[EXERCISE REQUIREMENTS] Return only the lines starting at the line that contains "Each instance of the truck window" and ending with the final line of the listing; include both endpoints.

[DATASET RECORDS]
··········
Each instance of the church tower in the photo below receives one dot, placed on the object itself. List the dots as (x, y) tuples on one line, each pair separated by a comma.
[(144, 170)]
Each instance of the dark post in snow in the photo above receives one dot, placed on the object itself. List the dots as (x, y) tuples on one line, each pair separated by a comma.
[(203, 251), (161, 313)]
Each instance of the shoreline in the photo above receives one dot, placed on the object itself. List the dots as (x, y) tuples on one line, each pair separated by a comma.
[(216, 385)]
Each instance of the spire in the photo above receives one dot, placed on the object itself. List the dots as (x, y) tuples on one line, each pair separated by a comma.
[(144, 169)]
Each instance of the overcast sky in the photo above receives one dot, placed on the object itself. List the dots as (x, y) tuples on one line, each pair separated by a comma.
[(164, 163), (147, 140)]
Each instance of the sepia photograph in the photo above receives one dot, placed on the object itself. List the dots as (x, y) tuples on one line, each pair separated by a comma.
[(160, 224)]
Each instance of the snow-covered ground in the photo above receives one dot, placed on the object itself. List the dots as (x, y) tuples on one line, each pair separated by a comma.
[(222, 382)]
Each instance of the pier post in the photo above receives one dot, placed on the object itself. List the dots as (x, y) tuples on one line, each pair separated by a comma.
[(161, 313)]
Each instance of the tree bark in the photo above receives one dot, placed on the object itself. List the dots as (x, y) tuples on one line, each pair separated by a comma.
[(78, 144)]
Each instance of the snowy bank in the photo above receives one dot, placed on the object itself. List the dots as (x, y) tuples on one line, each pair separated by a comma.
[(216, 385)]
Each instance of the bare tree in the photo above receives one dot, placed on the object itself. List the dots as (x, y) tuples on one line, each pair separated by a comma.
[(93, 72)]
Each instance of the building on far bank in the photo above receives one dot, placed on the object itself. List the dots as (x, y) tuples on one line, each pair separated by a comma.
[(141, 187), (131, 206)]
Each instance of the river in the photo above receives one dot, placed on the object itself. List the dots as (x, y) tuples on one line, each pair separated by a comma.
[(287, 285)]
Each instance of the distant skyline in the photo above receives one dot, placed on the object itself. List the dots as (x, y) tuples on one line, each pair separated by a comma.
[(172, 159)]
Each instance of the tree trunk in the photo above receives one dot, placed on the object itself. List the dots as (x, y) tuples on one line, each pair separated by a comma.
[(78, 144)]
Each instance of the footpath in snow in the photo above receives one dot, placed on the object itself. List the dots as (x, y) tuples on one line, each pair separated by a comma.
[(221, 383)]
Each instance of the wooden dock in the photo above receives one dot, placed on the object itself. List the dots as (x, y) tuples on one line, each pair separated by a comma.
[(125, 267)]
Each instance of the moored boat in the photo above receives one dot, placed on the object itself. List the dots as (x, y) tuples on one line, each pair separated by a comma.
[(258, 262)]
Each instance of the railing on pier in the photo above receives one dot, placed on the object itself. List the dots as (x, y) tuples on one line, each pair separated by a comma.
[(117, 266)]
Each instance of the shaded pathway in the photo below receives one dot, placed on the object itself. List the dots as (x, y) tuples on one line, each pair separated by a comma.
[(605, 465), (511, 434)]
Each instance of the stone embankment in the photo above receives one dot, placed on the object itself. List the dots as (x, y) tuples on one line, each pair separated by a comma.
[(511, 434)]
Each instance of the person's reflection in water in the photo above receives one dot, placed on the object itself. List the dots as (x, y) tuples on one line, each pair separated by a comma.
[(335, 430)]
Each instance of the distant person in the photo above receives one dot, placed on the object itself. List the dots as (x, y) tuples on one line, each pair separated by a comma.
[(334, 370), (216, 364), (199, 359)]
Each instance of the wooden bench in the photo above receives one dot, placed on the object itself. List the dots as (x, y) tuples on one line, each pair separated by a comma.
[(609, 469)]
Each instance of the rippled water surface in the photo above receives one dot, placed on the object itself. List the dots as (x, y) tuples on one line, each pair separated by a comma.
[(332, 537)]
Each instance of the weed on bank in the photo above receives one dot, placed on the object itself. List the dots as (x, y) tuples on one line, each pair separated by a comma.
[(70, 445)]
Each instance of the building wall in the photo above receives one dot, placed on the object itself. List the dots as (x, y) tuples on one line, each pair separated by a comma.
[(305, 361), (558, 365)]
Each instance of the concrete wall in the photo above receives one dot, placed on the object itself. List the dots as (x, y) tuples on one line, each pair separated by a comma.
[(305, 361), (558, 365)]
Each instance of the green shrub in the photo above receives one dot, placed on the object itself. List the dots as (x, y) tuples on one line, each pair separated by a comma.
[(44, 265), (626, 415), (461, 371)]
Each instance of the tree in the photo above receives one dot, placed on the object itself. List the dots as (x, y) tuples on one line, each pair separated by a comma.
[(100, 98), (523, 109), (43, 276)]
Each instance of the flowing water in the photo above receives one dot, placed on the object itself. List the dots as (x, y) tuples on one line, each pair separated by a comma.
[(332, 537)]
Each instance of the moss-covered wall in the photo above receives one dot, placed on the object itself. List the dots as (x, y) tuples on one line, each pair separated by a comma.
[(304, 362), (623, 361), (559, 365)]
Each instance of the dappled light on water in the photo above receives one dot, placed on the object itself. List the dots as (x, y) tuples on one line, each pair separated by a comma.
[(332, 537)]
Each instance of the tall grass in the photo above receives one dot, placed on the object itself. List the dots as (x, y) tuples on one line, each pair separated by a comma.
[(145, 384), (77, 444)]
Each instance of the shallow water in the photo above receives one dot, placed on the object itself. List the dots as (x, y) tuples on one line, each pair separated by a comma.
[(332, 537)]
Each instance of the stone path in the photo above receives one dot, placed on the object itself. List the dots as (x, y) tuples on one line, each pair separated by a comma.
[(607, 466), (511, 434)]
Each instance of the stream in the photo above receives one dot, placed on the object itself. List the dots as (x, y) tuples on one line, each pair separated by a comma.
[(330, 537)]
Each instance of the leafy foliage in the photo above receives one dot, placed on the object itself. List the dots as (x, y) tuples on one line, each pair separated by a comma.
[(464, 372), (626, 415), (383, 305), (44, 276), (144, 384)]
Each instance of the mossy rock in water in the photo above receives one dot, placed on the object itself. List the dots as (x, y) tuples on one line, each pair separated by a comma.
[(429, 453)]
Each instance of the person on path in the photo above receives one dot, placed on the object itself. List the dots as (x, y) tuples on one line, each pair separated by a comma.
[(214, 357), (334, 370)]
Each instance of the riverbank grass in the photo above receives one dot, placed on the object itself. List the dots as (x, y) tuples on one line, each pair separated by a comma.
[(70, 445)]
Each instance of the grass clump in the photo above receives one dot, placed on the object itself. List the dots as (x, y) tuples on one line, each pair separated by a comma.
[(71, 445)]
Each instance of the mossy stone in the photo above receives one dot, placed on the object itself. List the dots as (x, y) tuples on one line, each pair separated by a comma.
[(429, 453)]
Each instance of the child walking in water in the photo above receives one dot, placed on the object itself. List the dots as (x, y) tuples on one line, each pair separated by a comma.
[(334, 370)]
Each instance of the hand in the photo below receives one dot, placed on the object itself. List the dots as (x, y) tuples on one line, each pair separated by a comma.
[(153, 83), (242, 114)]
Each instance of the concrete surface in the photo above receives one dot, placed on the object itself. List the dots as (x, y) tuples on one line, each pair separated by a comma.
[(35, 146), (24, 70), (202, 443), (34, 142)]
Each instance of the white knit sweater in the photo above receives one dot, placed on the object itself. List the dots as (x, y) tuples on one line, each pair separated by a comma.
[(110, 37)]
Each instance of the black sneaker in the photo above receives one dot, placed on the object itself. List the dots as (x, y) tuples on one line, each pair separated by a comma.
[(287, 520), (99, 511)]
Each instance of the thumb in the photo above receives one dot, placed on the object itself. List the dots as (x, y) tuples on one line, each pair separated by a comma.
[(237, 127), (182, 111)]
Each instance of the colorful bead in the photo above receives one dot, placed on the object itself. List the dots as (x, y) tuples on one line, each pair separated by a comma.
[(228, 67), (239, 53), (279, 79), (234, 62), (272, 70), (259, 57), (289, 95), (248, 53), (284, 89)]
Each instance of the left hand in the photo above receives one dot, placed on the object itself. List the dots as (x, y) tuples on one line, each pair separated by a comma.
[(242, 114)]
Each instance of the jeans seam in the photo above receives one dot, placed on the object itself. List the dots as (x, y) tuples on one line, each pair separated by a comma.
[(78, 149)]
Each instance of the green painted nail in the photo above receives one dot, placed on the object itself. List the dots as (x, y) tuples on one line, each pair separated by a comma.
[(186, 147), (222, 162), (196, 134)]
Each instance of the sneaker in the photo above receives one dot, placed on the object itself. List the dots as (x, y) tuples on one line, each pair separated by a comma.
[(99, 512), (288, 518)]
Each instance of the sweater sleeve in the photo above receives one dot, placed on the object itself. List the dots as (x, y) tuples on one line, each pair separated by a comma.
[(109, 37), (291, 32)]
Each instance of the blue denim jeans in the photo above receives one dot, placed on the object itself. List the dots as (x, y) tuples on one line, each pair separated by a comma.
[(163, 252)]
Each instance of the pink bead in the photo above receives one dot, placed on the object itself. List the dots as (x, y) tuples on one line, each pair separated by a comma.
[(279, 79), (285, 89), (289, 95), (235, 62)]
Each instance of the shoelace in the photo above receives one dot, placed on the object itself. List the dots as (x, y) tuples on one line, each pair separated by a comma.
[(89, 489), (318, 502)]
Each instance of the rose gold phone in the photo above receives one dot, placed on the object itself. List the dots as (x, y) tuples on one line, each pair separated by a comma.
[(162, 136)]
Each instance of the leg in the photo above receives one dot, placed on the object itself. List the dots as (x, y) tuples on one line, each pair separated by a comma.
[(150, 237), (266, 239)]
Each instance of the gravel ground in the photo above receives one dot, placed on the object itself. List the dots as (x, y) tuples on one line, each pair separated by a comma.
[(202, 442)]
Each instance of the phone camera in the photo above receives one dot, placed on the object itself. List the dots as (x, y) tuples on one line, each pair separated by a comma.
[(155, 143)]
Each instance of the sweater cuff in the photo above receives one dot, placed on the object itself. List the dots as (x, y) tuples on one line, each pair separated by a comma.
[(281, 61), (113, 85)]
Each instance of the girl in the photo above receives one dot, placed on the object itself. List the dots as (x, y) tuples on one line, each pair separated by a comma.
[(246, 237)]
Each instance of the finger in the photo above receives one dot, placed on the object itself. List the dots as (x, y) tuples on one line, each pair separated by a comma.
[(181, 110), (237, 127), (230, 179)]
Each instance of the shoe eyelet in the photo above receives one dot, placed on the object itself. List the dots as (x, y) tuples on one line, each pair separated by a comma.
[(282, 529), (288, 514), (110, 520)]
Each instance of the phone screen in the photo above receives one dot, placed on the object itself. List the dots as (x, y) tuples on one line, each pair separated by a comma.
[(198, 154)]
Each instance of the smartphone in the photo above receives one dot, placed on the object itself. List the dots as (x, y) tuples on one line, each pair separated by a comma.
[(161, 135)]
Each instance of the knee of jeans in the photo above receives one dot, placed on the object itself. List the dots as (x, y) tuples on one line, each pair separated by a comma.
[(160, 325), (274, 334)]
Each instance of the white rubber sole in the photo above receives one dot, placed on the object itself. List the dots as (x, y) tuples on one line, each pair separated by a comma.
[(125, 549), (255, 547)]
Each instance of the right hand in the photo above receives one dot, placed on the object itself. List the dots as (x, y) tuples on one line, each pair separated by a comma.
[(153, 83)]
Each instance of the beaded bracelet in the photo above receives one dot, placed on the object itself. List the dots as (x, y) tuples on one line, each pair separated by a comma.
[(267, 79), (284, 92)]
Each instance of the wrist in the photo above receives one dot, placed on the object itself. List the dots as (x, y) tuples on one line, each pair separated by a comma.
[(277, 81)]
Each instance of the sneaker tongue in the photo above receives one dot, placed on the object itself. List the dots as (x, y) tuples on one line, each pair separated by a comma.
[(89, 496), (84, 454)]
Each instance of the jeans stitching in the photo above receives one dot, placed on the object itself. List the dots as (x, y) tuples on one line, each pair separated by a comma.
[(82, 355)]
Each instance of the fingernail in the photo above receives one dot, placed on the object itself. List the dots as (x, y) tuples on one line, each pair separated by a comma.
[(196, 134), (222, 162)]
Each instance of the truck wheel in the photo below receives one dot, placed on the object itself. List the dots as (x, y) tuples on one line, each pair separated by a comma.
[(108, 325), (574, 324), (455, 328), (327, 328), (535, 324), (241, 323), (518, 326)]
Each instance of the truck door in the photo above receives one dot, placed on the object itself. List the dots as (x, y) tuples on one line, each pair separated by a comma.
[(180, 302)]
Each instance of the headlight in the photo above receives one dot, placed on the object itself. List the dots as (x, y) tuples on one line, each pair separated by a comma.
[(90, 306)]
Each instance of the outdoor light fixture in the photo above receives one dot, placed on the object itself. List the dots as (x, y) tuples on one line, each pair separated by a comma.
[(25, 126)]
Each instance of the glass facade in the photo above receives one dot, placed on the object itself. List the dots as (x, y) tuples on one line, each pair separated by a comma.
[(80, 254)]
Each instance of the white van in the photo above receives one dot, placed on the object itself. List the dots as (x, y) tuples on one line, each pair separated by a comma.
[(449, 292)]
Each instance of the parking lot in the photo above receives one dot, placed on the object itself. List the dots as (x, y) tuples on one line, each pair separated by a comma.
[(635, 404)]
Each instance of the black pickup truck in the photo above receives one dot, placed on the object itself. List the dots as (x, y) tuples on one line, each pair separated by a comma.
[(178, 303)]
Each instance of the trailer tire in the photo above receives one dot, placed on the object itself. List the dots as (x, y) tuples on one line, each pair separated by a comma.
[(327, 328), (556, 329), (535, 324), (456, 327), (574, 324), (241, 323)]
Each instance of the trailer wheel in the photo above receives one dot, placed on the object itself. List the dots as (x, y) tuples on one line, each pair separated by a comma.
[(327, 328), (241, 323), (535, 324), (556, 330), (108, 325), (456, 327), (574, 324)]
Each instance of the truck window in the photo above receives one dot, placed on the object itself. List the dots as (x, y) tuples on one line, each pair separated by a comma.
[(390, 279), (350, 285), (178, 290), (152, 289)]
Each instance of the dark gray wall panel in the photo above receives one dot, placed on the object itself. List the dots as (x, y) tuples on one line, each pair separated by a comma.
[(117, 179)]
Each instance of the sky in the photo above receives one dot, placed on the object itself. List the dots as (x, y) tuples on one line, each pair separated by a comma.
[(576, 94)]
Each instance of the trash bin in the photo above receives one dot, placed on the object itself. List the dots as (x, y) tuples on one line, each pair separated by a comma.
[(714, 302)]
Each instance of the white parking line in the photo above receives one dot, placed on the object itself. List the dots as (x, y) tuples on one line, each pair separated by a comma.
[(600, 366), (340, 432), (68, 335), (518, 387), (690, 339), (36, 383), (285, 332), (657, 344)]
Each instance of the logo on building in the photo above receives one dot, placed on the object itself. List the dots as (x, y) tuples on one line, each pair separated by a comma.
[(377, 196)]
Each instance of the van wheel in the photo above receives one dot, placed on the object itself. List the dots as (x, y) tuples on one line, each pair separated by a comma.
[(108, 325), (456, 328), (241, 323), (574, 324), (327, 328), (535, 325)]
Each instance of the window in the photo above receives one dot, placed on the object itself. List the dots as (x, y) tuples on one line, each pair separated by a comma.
··········
[RESULT BELOW]
Each instance of the truck window in the photo above receives one dot, placed on the object itself. List the dots as (x, y) tuples on one line, each pair separated by a comma.
[(390, 279), (350, 285), (178, 290), (152, 289)]
Each instance of the dark gray wall panel in the photo above receives one dot, placed on the object itself. List the dots as (x, y) tuples on one line, each pair separated by a comma.
[(117, 179)]
Each instance of the sky in the photo above receives one dot, placed on the object itself. List the dots as (x, y) tuples on one line, each pair separated by a comma.
[(576, 94)]
Each instance of the trash bin in the photo above receives one dot, placed on the object itself. List the dots as (x, y) tuples on one line, each pair separated by a comma.
[(714, 302)]
Each instance of the white parking line in the photo above receives one dot, placed on the object itself. List the dots as (x, y) tuples on one line, each pair separated by a comma.
[(600, 366), (340, 432), (68, 335), (518, 387), (690, 339), (36, 383), (285, 332), (657, 344)]
Each instance of the logo on building in the photo above receives one dot, placed on the object itself. List the dots as (x, y) tuples on one line, each pair separated by a comma.
[(377, 196)]
Each instance of the van wheel in the photo above receives one dot, placed on the object itself. List the dots as (x, y) tuples on one line, each pair separated by a comma.
[(108, 325), (456, 328), (241, 323), (574, 324), (327, 328), (535, 325)]
Each instance of the window in the photo above receives one dot, placed on the object itself. List the dots as (x, y) tuples on one line, each pair separated by a comma.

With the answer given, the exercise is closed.